_Énoncé du problème 1_
D’après le texte sur le printemps arabe, quels pays y sont présentés comme de vieilles nations où l’évolution vers la démocratie est concevable ?
_Énoncé du problème 2_
Poursuivez le texte sur le printemps arabe et la résolution 1973 en enchaînant sur sa dernière phrase.

_Texte fourni_
L’objectif d’un changement de régime n’est pas dans la résolution 1973, mais il s’inscrit, depuis le début du printemps arabe, dans l’air du temps, tel que le comprennent beaucoup de dirigeants occidentaux.
Force est, cependant, de rappeler que l’évolution vers la démocratie ne peut se faire de la même manière dans tous les pays. Ce qui est concevable pour de vieilles nations, comme la Tunisie et l’Égypte, ne l’est pas partout.
La révolution démocratique s’opère beaucoup plus difficilement, malheureusement, là où les divisions d’opinion se superposent à des fractures tribales ou confessionnelles, comme au Yémen, à Bahreïn, en Syrie, au Liban ou en Libye.
En chacun de ces pays, la guerre civile menace et l’intervention militaire extérieure ne peut qu’exacerber certaines tensions ou aller, en raison du nombre de victimes qu’elle peut occasionner, à l’encontre du but recherché, qui est de protéger tous les civils, sans exception.

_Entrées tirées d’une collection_
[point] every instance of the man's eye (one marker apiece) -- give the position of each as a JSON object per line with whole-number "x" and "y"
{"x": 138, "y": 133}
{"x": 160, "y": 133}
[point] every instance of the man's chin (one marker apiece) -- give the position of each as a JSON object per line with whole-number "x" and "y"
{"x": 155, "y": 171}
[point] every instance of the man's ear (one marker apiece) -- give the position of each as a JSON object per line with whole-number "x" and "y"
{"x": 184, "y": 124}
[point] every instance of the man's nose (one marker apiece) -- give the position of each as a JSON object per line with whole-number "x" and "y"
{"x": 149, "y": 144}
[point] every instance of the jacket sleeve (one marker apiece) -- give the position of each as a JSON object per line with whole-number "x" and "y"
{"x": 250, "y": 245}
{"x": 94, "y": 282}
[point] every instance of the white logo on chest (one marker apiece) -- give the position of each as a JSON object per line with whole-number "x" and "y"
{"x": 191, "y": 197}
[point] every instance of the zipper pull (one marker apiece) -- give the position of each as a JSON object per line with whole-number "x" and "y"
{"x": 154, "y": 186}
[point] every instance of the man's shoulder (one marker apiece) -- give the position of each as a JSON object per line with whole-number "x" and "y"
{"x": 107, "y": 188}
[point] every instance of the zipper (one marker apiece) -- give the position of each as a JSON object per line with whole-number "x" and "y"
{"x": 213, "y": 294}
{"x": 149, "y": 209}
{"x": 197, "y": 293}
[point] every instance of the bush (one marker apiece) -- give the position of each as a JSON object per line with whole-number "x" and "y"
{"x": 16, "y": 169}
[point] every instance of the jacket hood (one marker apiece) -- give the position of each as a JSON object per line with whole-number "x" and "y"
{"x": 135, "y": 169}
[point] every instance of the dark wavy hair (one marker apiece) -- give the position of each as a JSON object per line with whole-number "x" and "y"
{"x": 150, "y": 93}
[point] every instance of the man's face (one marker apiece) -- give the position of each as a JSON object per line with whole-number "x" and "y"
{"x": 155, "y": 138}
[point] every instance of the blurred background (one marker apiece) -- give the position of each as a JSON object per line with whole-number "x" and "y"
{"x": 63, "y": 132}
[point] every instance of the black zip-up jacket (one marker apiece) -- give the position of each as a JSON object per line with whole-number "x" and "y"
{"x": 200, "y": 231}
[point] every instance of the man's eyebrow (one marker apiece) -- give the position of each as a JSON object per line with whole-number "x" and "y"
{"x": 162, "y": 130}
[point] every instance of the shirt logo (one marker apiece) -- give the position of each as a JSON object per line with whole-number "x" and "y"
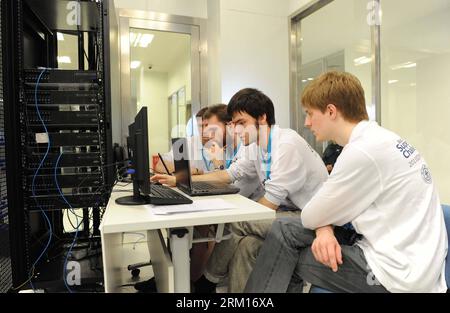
{"x": 406, "y": 149}
{"x": 426, "y": 175}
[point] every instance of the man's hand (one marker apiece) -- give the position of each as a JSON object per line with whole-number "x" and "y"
{"x": 326, "y": 248}
{"x": 164, "y": 179}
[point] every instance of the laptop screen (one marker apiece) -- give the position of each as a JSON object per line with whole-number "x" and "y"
{"x": 181, "y": 162}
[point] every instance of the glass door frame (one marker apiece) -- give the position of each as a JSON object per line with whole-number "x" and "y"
{"x": 295, "y": 58}
{"x": 195, "y": 27}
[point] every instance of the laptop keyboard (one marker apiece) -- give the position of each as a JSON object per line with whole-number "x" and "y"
{"x": 203, "y": 186}
{"x": 160, "y": 191}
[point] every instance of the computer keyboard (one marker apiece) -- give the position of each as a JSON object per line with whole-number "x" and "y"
{"x": 164, "y": 195}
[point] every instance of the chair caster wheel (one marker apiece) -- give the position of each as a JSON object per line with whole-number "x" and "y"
{"x": 135, "y": 272}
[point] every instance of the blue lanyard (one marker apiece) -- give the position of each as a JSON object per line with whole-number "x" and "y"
{"x": 267, "y": 163}
{"x": 207, "y": 163}
{"x": 230, "y": 160}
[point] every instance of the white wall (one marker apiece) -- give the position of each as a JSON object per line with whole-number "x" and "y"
{"x": 295, "y": 5}
{"x": 153, "y": 94}
{"x": 214, "y": 48}
{"x": 192, "y": 8}
{"x": 180, "y": 76}
{"x": 254, "y": 51}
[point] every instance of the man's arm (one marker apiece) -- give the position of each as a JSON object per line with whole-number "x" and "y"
{"x": 217, "y": 176}
{"x": 326, "y": 248}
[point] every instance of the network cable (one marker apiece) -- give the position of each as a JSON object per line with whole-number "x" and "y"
{"x": 76, "y": 231}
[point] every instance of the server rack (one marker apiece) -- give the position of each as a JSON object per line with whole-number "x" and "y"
{"x": 58, "y": 129}
{"x": 5, "y": 254}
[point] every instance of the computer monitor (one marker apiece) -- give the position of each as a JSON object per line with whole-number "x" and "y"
{"x": 181, "y": 162}
{"x": 140, "y": 161}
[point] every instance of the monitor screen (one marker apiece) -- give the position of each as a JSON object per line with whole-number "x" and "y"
{"x": 141, "y": 159}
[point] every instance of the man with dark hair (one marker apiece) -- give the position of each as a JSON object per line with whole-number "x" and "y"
{"x": 382, "y": 185}
{"x": 199, "y": 163}
{"x": 287, "y": 167}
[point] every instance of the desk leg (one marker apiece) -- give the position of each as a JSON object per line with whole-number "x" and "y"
{"x": 112, "y": 261}
{"x": 179, "y": 245}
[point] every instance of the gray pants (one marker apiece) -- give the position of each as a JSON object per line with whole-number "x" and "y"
{"x": 286, "y": 260}
{"x": 236, "y": 256}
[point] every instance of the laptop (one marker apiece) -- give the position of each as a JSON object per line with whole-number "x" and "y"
{"x": 183, "y": 174}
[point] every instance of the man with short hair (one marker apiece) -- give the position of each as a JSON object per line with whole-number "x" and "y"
{"x": 382, "y": 185}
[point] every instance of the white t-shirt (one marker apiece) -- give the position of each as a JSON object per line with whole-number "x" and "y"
{"x": 249, "y": 187}
{"x": 296, "y": 170}
{"x": 383, "y": 187}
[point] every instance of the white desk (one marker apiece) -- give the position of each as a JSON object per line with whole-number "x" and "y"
{"x": 172, "y": 274}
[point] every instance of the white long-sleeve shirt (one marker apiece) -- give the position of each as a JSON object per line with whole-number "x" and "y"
{"x": 296, "y": 171}
{"x": 383, "y": 187}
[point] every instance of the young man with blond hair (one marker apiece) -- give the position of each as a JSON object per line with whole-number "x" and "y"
{"x": 382, "y": 186}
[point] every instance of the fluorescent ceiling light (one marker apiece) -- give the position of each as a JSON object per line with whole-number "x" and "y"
{"x": 403, "y": 65}
{"x": 362, "y": 60}
{"x": 64, "y": 59}
{"x": 141, "y": 40}
{"x": 135, "y": 64}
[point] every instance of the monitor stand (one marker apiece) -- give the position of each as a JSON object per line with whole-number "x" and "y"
{"x": 135, "y": 199}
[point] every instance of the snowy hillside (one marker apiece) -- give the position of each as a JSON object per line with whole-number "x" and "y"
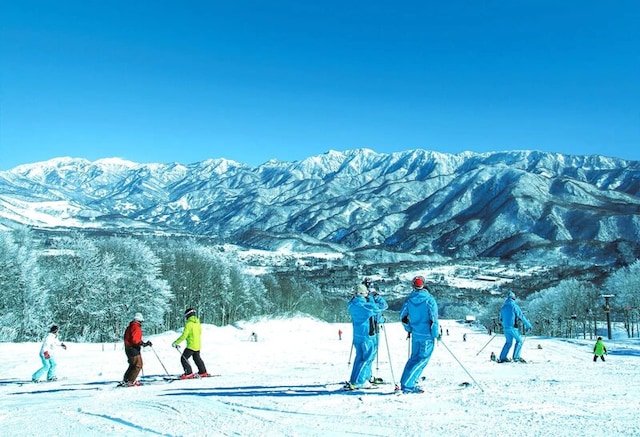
{"x": 289, "y": 384}
{"x": 518, "y": 204}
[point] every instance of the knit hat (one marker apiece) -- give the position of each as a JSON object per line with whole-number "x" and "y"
{"x": 418, "y": 282}
{"x": 360, "y": 290}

_Résultat attendu 1_
La Tunisie et l’Égypte.

_Résultat attendu 2_
La France, je le rappelle, est membre permanent du Conseil de sécurité des Nations unies. Elle dispose, à ce titre, d’une influence importante.
On peut bien sût interpréter à loisir la résolution 1973, dont les termes sont sans doute trop généraux. Mais est-ce l’intérêt de la France ? La souveraineté nationale a été une conquête de la Révolution de 1789. Elle reste la base de l’ordre international. Ce n’est pas pour rien que l’on parle d’« Organisation » des Nations unies !
La Libye est un État fragile, aux prégnances tribales encore fortes – je ne m’étendrai pas sur ce point. Toute guerre est déstabilisatrice, à plus forte raison si elle se prolonge. La dissémination des armes, notamment dans le Sahel, ne peut que favoriser les activités terroristes. On a ainsi découvert des missiles SAM-7 au Niger…
Par ailleurs, l’afflux des réfugiés, le retour des migrants installés en Libye, fragilisent les États voisins. On évalue à 470 000 le nombre de réfugiés qui s’entassent à la frontière tuniso-libyenne. À proportion des populations, c’est comme si la France devait accueillir 3 millions de réfugiés sur son sol !
Qu’a fait la France, face à ce drame humain ? Elle a proposé de revoir les accords de Schengen… Plus de 1 000 réfugiés au moins ont péri noyés au large de l’île de Lampedusa, dans l’indifférence générale.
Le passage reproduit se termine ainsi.